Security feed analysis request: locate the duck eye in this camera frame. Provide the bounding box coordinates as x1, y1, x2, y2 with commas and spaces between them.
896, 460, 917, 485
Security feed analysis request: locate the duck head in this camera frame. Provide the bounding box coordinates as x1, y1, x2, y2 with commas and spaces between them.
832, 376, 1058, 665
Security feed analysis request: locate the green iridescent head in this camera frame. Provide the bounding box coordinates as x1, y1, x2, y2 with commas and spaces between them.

___

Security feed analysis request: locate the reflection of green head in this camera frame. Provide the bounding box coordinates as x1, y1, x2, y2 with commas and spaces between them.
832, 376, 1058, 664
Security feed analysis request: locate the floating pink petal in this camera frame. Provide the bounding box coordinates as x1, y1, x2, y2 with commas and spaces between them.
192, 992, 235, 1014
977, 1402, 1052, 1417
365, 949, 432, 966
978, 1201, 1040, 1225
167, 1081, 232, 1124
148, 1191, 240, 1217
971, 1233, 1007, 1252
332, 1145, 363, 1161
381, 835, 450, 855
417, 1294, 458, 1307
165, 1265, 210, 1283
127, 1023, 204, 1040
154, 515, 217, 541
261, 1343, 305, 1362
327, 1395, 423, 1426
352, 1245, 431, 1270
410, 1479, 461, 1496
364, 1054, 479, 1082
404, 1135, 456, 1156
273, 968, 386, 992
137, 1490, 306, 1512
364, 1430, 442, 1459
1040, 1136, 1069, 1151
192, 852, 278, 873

___

* Requirement: Only one stretch of the records above is wanted: the lines between the one holding "Security feed analysis request: locate the duck eye" and the one holding "Security feed analysis request: locate the green", inclusive, reproduced exactly.

* Solved exercise:
Security feed analysis request: locate the duck eye in this camera frame. Provide the bounding box coordinates as x1, y1, x2, y2 with commas and spaces between them.
896, 460, 917, 485
Security feed analysis request: locate the duck head in this camera frame. Provide the bounding box coordinates as x1, y1, x2, y2 with commas and spaces between them.
832, 376, 1058, 665
Security feed analysis request: locate the green iridescent head in this camera frame. Provide the bounding box coordinates as x1, y1, x2, y2 with commas and spaces between them.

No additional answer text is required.